IL COMPITO:
Nel testo fornito su Caterina, in quale ristorante ha svolto i due mesi di stage con Niko Romito?

TESTO FORNITO:

Caterina ha sempre avuto una passione per il cibo ma sulle prime era restia ad occuparsene professionalmente per le voci che circolavano sull’ambiente ruvido delle cucine. «Ma rifarei tutto e non poteva esserci formazione migliore di quella offerta dal mondo del vino, dove assume grande importanza la preparazione tecnica e la conoscenza della materia». Il punto di svolta è rappresentato da Niko Romito. «Ho fatto due mesi di stage con lui al Reale di Rivisondoli e poi i sei mesi della sua scuola. A casa volevamo un progetto più familiare che imprenditoriale. Nel 2013 mi catapulto nella cucina del nostro ristorante. Con grande angoscia. Per l’eredità di Rizzuti, la pressione e le aspettative». Il resto è storia recente: eletta tra le 100 donne dell’anno nel 2016 dal Corriere della Sera, viene citata nel 2017 dal New York Times e nello stesso anno diventa chef donna dell’anno per la Guida Michelin.

Caterina vede in Niko Romito non solo un maestro ma il riflesso creativo del padre. «Niko rappresenta i tre aggettivi di papà – sognatore, coraggioso, altruista – in epoca moderna. Niko ha scommesso su un territorio come l’Abruzzo, facendo in cucina quello che mio padre ha fatto in campagna. Rispetto assoluto per la materia prima; rispetto assoluto per la trasformazione». È così anche per lei: «La mia cucina punta alla semplicità, alla sostanza di una cosa. Se dò il pomodoro che sia pomodoro, se è patate e peperoni che siano patate e peperoni. Il modello insuperato è il carciofo di Niko».

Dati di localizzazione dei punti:
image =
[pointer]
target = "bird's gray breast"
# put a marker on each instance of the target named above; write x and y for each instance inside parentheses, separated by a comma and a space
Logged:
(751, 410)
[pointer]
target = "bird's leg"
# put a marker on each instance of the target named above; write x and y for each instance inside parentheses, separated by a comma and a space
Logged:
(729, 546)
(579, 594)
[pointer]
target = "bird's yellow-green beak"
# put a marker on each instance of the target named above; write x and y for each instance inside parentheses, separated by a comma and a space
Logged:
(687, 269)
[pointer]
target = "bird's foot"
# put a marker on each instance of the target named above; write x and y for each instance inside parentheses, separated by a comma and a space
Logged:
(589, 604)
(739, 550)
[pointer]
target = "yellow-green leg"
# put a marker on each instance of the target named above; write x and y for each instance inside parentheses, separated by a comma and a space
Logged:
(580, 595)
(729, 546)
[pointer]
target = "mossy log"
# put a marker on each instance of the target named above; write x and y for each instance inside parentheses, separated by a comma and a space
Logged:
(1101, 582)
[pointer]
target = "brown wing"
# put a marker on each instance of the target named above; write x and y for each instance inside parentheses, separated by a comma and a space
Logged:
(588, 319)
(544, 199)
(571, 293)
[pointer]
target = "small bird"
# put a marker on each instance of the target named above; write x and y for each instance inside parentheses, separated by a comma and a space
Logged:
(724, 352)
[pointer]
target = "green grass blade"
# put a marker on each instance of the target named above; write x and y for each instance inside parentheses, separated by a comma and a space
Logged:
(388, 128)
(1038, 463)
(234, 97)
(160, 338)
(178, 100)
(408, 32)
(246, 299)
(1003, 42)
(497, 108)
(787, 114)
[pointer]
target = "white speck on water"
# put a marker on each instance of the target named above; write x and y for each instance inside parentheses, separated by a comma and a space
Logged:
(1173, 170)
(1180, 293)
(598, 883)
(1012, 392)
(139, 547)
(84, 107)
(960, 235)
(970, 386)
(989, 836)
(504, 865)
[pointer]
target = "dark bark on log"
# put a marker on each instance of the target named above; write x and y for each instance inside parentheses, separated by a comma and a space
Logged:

RISPOSTA:
Al Reale di Rivisondoli.